Uganda first introduced gender quotas in elections in 1989, and has since increased the proportion of women in the Ugandan parliament to 34%. Currently, there are 189 women in the 557-seat parliament.
However, female politicians in Uganda remain underrepresented, constantly battling stereotypes that maintain the male-dominated status quo in politics, and voters who have become accustomed to the belief that because seats are reserved for women, they should not take part in contests for vacant seats.
One reason for this continued marginalization is that the country’s political parties have done little to empower women, but they are the first hurdle women must overcome not just to enter parliament, but to make their mark.
In reality, party affiliation is one of the most viable avenues for women to enter politics; the other option is to run as an independent candidate without a party affiliation. Political party support provides much-needed financial resources to run a successful campaign that are usually inaccessible to women. Thus, political parties act as gatekeepers, determining who can run for political office.

Detection examples:
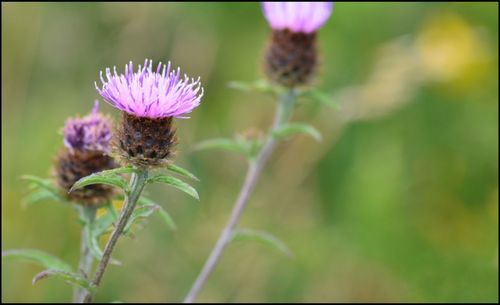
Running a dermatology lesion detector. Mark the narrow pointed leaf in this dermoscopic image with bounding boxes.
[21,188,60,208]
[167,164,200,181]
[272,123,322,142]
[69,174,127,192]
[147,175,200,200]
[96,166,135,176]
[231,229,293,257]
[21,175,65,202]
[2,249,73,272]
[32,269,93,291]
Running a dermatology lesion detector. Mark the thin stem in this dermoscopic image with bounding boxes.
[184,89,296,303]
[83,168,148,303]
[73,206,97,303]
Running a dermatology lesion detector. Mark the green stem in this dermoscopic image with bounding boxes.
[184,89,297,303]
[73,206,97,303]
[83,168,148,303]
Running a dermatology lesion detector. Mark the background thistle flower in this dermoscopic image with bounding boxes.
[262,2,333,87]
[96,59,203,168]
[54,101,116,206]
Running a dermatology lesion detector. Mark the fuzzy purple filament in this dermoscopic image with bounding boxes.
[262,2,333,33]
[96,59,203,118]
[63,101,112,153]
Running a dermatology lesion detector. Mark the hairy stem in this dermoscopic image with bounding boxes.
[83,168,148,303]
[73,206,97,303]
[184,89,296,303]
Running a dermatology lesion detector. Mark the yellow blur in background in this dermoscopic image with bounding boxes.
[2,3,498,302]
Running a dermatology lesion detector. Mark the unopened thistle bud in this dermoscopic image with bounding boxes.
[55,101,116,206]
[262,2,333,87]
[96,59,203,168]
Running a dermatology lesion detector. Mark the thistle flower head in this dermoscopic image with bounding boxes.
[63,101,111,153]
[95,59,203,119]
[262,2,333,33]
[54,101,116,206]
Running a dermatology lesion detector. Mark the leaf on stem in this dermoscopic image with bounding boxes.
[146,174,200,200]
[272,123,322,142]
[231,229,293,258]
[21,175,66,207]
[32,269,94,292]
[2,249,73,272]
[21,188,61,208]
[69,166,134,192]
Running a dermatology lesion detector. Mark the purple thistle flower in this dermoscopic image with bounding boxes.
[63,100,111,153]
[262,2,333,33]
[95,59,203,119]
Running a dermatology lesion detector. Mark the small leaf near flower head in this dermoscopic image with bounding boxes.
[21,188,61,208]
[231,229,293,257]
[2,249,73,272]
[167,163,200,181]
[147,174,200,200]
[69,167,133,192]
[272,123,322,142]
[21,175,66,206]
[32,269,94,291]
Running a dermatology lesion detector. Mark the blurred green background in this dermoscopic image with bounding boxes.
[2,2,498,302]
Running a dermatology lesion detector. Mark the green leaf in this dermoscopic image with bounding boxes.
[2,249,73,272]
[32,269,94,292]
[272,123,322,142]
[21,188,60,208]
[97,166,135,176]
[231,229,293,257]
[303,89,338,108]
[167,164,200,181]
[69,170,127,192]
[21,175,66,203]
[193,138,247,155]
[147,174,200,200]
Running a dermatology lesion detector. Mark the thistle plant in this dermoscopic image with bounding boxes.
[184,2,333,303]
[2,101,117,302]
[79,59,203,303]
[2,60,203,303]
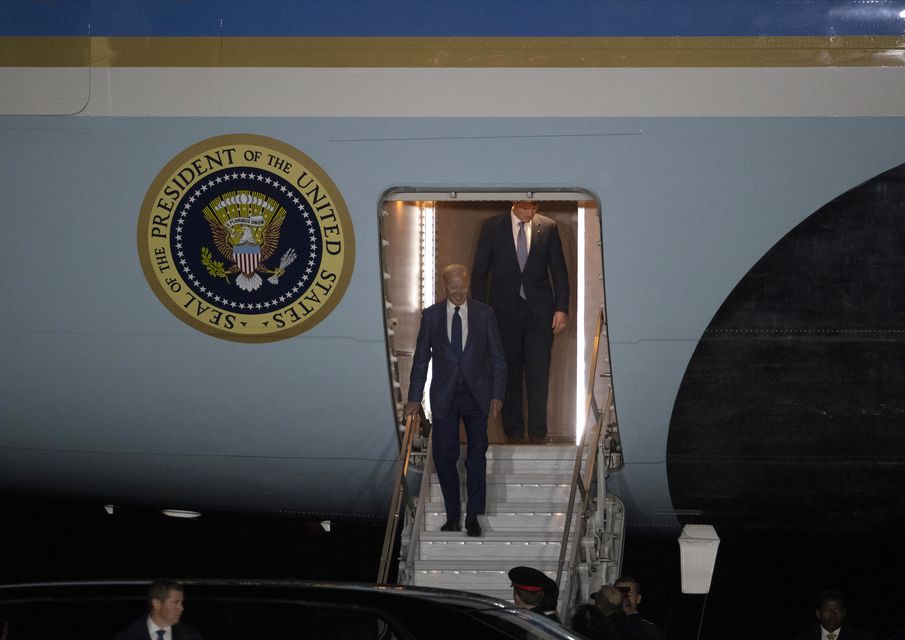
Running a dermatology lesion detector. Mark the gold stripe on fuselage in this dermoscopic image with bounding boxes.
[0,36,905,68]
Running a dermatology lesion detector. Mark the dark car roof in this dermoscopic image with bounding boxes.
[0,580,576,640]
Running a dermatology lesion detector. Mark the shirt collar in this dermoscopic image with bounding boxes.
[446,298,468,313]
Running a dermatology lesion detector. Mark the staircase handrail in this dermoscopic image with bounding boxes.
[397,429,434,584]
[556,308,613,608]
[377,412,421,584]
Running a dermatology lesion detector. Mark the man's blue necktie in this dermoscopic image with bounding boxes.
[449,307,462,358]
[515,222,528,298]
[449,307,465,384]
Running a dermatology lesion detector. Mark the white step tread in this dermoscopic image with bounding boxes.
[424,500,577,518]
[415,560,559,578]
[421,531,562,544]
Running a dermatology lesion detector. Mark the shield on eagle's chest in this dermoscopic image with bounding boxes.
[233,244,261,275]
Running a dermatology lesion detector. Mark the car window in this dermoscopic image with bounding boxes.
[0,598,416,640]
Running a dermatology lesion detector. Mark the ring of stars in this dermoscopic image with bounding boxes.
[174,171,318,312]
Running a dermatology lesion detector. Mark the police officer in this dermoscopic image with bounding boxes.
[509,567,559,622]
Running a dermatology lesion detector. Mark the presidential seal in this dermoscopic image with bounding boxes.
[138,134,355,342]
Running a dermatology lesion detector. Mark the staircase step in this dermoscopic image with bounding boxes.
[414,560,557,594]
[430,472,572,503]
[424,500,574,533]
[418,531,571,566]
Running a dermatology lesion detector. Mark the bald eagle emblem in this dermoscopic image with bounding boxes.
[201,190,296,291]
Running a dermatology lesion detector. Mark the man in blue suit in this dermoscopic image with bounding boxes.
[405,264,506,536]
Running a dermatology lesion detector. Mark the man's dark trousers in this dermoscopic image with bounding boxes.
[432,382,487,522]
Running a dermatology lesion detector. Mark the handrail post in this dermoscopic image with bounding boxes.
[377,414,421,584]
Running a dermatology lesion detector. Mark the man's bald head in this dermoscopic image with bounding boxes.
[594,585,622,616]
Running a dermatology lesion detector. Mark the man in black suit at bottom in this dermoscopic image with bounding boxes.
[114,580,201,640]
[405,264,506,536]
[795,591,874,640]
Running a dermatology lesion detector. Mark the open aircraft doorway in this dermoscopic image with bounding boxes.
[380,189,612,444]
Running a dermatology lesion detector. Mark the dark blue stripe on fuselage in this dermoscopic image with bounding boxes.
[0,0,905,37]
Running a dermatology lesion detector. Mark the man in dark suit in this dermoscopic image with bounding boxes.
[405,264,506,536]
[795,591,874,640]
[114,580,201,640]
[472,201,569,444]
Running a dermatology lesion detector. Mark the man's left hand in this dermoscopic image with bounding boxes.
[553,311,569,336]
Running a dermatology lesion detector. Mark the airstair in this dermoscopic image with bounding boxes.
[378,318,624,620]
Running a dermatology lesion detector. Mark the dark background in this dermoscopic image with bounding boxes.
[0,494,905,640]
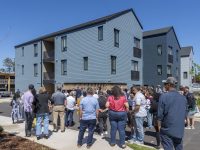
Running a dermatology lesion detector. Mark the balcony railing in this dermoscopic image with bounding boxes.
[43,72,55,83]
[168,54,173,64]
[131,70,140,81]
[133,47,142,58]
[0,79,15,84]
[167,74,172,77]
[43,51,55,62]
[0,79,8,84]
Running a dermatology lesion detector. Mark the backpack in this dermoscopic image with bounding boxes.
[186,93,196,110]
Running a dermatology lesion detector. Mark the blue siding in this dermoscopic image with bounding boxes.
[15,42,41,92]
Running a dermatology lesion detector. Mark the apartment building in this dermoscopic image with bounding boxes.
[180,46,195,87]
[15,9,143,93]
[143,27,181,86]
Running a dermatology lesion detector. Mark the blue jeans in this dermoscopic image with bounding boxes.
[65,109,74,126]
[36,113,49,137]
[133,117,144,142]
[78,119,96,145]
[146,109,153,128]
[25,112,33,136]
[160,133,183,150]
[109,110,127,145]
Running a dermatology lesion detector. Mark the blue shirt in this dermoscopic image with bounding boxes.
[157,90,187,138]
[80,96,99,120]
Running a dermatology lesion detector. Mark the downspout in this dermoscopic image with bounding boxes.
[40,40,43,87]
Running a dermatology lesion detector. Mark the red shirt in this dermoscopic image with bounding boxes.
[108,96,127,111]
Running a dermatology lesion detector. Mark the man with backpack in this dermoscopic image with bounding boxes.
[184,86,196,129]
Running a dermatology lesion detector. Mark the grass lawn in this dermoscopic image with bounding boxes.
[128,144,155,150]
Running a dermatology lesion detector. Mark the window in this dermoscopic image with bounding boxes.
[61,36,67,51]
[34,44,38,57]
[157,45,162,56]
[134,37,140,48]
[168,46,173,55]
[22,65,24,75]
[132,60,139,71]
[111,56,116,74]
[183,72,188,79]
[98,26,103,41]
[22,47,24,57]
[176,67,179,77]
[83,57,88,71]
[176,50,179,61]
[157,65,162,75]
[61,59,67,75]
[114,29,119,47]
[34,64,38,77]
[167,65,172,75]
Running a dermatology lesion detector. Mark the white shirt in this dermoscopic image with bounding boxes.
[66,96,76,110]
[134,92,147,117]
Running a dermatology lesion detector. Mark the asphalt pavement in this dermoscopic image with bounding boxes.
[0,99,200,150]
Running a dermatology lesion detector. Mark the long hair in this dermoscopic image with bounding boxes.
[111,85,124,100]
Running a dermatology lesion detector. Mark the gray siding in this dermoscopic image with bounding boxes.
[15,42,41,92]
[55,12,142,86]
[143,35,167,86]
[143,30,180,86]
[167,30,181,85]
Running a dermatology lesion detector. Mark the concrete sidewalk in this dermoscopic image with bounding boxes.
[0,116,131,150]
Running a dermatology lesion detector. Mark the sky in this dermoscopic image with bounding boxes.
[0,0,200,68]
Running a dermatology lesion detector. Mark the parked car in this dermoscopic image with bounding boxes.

§ **WRITTEN INSTRUCTION 1**: According to the passage on women in Ugandan politics, what is the alternative to party affiliation for entering politics?
§ **WRITTEN INSTRUCTION 2**: List every number that appears in the passage on women in Ugandan politics.
§ **WRITTEN INSTRUCTION 3**: Extend the passage on women in Ugandan politics, picking up after its final sentence.

§ **EXERCISE OUTPUT 1**: Running as an independent candidate without a party affiliation.

§ **EXERCISE OUTPUT 2**: 1989, 34%, 189, 557

§ **EXERCISE OUTPUT 3**:
So women, like men, tend to gravitate towards parties that can provide them with the resources they need to campaign and take power. In Uganda, this tends to be the case with the National Resistance Movement. The ruling party has been in power for more than 30 years, and its popularity and apparent control over state resources make it the most viable path to parliament.
I am researching parliamentary politics in Uganda, with a particular focus on women’s participation. In my recent dissertation, I explored political parties in Uganda and sought to identify the status of women within them. I examined the power structure of six of the 26 registered parties using party constitutions and other documents that indicate party structure. I studied the National Resistance Movement, the Democratic Party, the Forum for Democratic Change, the Alliance for National Transformation, the Uganda People’s Congress and the National Unity Platform.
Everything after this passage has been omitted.